***** TEXT UNDER STUDY *****
Prime Minister Benjamin Netanyahu told Hezbollah terror chief Hassan Nasrallah to “calm down” Tuesday, as Israel braced for a possible retaliation from the Lebanese group in the north despite reported efforts by the US to cool tensions between Beirut and Jerusalem.
“I heard Nasrallah’s speech. I suggest he calm down,” Netanyahu said at a ceremony in Jerusalem.
In a fiery speech Sunday, Nasrallah vowed to exact revenge on the Jewish state following an Israeli strike against a weapons storage facility in Syria on Saturday night that left Hezbollah fighters dead. Israel has also been blamed for the apparent explosion or crash of two drones in a Hezbollah-controlled area of Beirut and an air raid on a Palestinian camp deep inside Lebanon.
***** DATA EXTRACT *****
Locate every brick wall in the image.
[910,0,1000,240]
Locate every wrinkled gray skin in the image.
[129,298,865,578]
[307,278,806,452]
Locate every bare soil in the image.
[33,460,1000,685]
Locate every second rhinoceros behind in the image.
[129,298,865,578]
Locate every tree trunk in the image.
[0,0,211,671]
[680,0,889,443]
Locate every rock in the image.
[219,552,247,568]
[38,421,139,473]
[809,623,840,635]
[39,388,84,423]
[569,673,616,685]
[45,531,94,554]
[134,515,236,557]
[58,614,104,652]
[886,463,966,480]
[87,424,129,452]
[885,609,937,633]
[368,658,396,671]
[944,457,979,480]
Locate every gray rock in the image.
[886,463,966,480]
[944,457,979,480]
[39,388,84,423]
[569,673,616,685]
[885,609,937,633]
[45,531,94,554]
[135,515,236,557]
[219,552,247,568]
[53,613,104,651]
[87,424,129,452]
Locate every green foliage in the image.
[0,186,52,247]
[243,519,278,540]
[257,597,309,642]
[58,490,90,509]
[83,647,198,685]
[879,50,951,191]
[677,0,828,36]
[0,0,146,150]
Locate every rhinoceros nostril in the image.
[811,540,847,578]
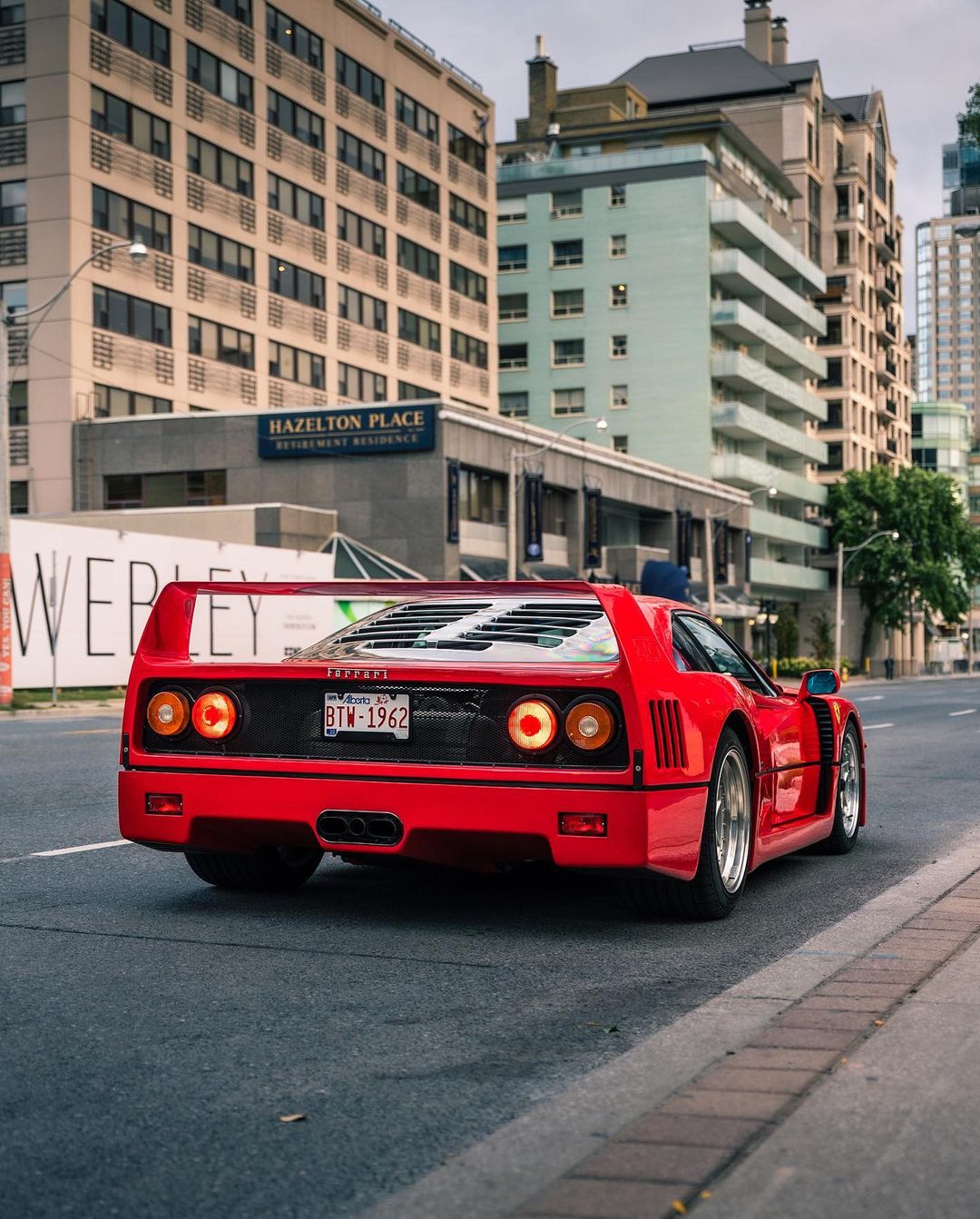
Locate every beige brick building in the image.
[6,0,496,512]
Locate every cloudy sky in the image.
[380,0,980,323]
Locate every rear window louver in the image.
[344,601,490,647]
[650,699,688,769]
[459,601,604,647]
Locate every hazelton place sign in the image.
[256,402,436,457]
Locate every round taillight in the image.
[507,699,558,753]
[191,690,238,742]
[146,690,191,736]
[564,703,615,750]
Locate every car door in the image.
[679,614,820,825]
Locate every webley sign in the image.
[256,402,436,457]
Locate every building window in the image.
[92,85,171,161]
[270,255,326,309]
[270,340,327,388]
[91,0,171,68]
[551,388,585,417]
[497,245,528,276]
[0,81,27,127]
[188,224,255,284]
[337,51,384,110]
[551,191,583,221]
[92,284,171,348]
[459,466,507,526]
[450,330,487,369]
[93,185,171,253]
[188,317,255,369]
[93,385,173,419]
[266,4,323,72]
[395,89,439,143]
[551,288,585,317]
[266,89,323,150]
[103,469,228,508]
[500,388,530,419]
[497,292,528,322]
[398,309,443,351]
[337,284,387,331]
[551,238,585,267]
[450,194,486,237]
[337,365,387,402]
[551,339,585,369]
[397,161,439,212]
[337,127,387,182]
[188,134,255,199]
[337,207,387,259]
[188,43,253,113]
[500,342,528,373]
[450,262,486,305]
[269,173,324,229]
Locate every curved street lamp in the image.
[0,241,149,707]
[834,529,899,673]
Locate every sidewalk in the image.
[517,871,980,1219]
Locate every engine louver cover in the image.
[650,699,688,769]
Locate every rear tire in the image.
[184,846,323,892]
[619,728,752,919]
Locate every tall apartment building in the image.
[497,60,827,601]
[916,216,980,430]
[614,0,910,483]
[0,0,496,512]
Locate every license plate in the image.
[323,690,412,742]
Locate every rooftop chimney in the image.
[745,0,773,64]
[773,17,789,64]
[526,34,558,140]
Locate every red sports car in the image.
[120,582,866,918]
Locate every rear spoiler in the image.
[136,580,649,662]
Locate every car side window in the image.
[675,614,774,695]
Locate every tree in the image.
[828,466,980,660]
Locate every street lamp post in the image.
[834,529,898,672]
[507,418,610,580]
[0,241,148,707]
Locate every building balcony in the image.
[710,402,827,462]
[710,199,827,292]
[710,301,827,377]
[710,351,827,423]
[710,250,827,335]
[710,454,827,506]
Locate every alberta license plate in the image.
[323,690,412,742]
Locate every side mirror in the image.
[799,669,841,699]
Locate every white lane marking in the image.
[0,839,134,863]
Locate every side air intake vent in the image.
[650,699,688,769]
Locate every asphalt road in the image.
[0,679,980,1219]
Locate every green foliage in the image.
[809,610,836,668]
[773,605,799,661]
[828,466,980,656]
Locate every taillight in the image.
[564,703,615,750]
[146,690,191,736]
[191,690,238,742]
[507,699,558,753]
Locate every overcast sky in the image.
[380,0,980,319]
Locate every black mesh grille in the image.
[144,679,629,771]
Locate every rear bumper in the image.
[120,769,707,879]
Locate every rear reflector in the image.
[558,813,606,838]
[146,795,184,817]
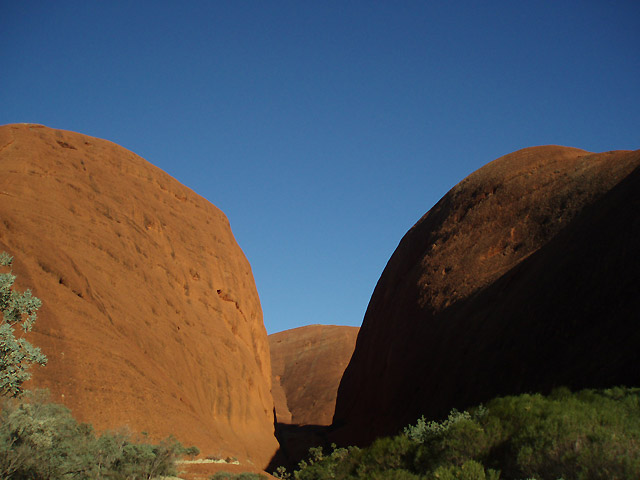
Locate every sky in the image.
[0,0,640,333]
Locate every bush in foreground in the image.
[0,392,198,480]
[275,388,640,480]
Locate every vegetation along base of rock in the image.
[274,387,640,480]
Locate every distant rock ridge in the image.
[0,124,278,466]
[269,325,358,425]
[333,146,640,444]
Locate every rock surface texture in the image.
[269,325,358,425]
[334,146,640,443]
[0,124,278,466]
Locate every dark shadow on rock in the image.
[329,164,640,446]
[266,423,330,473]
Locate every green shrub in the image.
[0,392,195,480]
[280,388,640,480]
[0,252,47,397]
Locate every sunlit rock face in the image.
[269,325,358,425]
[334,146,640,443]
[0,124,277,465]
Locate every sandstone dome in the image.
[0,124,277,466]
[333,146,640,443]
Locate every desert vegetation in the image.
[0,253,199,480]
[274,387,640,480]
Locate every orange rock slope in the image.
[0,124,277,466]
[334,146,640,443]
[269,325,358,425]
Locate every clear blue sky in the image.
[0,0,640,333]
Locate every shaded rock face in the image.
[269,325,358,425]
[334,146,640,443]
[0,125,277,465]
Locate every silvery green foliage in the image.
[0,252,47,397]
[404,408,472,443]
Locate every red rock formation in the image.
[269,325,358,425]
[0,124,277,466]
[334,146,640,443]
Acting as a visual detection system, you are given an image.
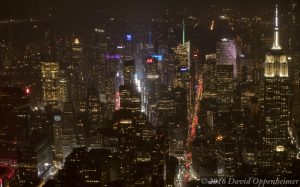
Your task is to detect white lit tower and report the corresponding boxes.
[174,21,192,120]
[262,6,293,176]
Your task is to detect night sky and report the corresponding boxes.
[0,0,288,18]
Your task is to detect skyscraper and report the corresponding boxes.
[41,62,60,106]
[262,6,292,176]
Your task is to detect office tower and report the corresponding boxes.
[174,21,193,120]
[61,102,76,159]
[58,70,69,103]
[157,89,175,125]
[215,65,234,108]
[119,85,141,112]
[41,62,60,107]
[143,57,160,125]
[53,112,63,163]
[262,6,293,176]
[105,55,122,118]
[215,38,237,107]
[202,54,217,98]
[66,38,87,113]
[216,38,237,78]
[123,60,135,85]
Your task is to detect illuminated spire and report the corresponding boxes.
[272,5,281,50]
[182,19,185,44]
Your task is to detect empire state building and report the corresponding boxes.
[262,6,293,176]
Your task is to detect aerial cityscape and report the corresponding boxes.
[0,0,300,187]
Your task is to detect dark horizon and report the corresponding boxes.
[0,0,288,19]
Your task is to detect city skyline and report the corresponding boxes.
[0,0,300,187]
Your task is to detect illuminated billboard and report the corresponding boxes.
[146,58,154,64]
[126,34,132,41]
[106,54,121,60]
[179,67,189,73]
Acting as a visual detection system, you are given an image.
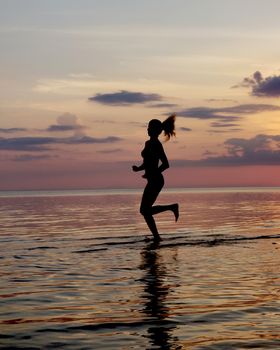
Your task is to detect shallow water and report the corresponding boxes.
[0,190,280,349]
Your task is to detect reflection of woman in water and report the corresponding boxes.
[132,115,179,240]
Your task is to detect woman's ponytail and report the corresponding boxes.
[162,113,176,141]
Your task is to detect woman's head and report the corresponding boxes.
[148,114,176,141]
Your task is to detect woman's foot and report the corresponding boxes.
[172,203,179,221]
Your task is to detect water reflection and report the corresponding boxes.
[140,242,182,349]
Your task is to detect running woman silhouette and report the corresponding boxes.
[132,114,179,241]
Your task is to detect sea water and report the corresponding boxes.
[0,188,280,350]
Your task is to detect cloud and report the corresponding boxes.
[176,104,280,123]
[47,113,84,132]
[97,148,123,154]
[211,122,239,128]
[148,103,178,108]
[180,126,192,131]
[11,154,53,162]
[88,90,162,106]
[233,71,280,97]
[172,134,280,167]
[0,128,27,134]
[0,135,122,152]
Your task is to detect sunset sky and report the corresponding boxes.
[0,0,280,190]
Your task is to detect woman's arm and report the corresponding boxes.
[132,163,145,171]
[158,145,169,173]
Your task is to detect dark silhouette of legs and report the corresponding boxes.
[140,175,179,240]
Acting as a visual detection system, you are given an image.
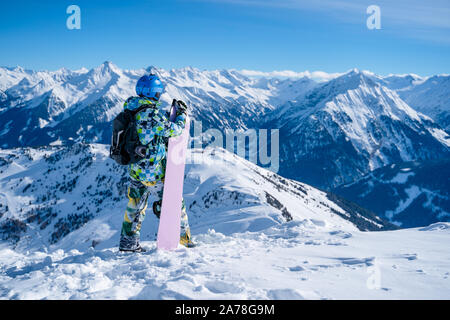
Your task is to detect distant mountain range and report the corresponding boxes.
[0,143,396,250]
[0,62,450,226]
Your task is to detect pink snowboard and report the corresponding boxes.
[157,118,189,250]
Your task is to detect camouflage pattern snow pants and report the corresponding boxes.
[119,179,190,250]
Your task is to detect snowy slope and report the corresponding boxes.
[398,75,450,132]
[0,144,392,250]
[0,61,315,148]
[0,221,450,300]
[264,69,450,188]
[0,144,450,299]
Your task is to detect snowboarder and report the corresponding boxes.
[119,74,194,252]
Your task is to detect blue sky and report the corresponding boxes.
[0,0,450,75]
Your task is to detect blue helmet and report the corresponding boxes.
[136,74,164,101]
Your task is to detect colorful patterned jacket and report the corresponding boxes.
[124,97,186,185]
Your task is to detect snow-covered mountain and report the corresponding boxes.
[0,61,315,148]
[264,69,450,188]
[334,159,450,228]
[398,75,450,132]
[0,62,450,228]
[0,143,450,299]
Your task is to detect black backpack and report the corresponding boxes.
[109,104,152,165]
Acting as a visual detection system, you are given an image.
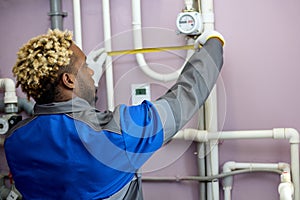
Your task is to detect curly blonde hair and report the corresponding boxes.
[12,29,73,103]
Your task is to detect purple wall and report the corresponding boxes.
[0,0,300,200]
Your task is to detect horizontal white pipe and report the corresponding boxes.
[223,161,294,200]
[223,161,290,172]
[173,128,299,144]
[174,128,300,199]
[0,78,18,104]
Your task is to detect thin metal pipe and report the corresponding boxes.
[48,0,67,30]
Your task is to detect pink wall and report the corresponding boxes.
[0,0,300,200]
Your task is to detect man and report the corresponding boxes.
[5,27,224,200]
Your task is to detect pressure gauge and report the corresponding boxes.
[176,12,203,35]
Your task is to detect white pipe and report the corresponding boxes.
[132,0,184,82]
[0,78,18,104]
[73,0,82,49]
[201,0,219,200]
[102,0,115,111]
[223,161,293,200]
[174,128,300,200]
[278,182,296,200]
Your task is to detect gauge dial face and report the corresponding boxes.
[178,14,195,33]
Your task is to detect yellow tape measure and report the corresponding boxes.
[107,45,199,56]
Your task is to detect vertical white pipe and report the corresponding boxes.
[73,0,82,49]
[201,0,219,200]
[291,143,300,200]
[0,78,18,104]
[132,0,184,82]
[102,0,115,111]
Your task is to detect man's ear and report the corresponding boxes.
[61,73,75,89]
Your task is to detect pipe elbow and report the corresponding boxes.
[223,161,236,172]
[285,128,299,144]
[278,182,294,200]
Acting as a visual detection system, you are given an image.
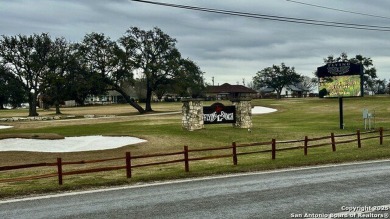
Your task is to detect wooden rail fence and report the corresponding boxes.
[0,128,390,185]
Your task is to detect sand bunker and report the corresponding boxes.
[0,106,277,152]
[0,135,146,152]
*****
In the text about Netanyahu and Nasrallah, what did Netanyahu suggest Nasrallah do?

ANSWER BELOW |
He suggested that Nasrallah calm down.